== Available records ==
══════

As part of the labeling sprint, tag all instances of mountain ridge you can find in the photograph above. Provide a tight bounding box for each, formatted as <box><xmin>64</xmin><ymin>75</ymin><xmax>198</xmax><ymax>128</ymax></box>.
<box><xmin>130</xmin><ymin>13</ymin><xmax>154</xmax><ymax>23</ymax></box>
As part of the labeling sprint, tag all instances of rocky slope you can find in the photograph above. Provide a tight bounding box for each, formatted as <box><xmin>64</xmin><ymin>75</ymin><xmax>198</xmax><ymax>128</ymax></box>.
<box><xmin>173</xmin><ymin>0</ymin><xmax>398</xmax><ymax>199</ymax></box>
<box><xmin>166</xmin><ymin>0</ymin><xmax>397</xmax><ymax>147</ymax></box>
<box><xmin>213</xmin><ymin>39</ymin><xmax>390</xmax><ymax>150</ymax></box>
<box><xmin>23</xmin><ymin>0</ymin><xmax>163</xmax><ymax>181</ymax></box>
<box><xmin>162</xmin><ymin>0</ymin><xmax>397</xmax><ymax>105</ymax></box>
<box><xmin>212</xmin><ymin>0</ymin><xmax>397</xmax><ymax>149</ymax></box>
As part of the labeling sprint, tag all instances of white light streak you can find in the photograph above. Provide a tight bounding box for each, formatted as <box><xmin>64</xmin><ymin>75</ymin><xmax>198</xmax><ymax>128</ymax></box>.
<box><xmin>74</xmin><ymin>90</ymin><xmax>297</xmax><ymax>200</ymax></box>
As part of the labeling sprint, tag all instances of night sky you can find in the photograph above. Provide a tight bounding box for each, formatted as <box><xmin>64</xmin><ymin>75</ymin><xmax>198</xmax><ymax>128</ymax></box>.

══════

The full set of records must be transcribed character for character.

As part of the labeling sprint, tag all instances of mountain ridge you can find in the photograph above. Provide a tight bounding box for each, formatted as <box><xmin>64</xmin><ymin>75</ymin><xmax>198</xmax><ymax>128</ymax></box>.
<box><xmin>130</xmin><ymin>13</ymin><xmax>154</xmax><ymax>23</ymax></box>
As part of the labeling sprint, tag all instances of rocky slope you can find in the photograph above. Provide a tight bounding box for each, formatted as <box><xmin>64</xmin><ymin>75</ymin><xmax>198</xmax><ymax>128</ymax></box>.
<box><xmin>173</xmin><ymin>0</ymin><xmax>398</xmax><ymax>199</ymax></box>
<box><xmin>166</xmin><ymin>0</ymin><xmax>397</xmax><ymax>147</ymax></box>
<box><xmin>213</xmin><ymin>39</ymin><xmax>390</xmax><ymax>150</ymax></box>
<box><xmin>23</xmin><ymin>0</ymin><xmax>163</xmax><ymax>181</ymax></box>
<box><xmin>162</xmin><ymin>0</ymin><xmax>397</xmax><ymax>105</ymax></box>
<box><xmin>212</xmin><ymin>0</ymin><xmax>397</xmax><ymax>149</ymax></box>
As part of the labeling sprint, tag all instances of white light streak you can find in the photograph above. Provide a tight bounding box for each, formatted as <box><xmin>64</xmin><ymin>75</ymin><xmax>198</xmax><ymax>128</ymax></box>.
<box><xmin>74</xmin><ymin>90</ymin><xmax>297</xmax><ymax>200</ymax></box>
As part of the labeling sprint, tag all instances of night sky you can find in the photograph above. Provide a tight bounding box for each, formatted as <box><xmin>64</xmin><ymin>75</ymin><xmax>198</xmax><ymax>128</ymax></box>.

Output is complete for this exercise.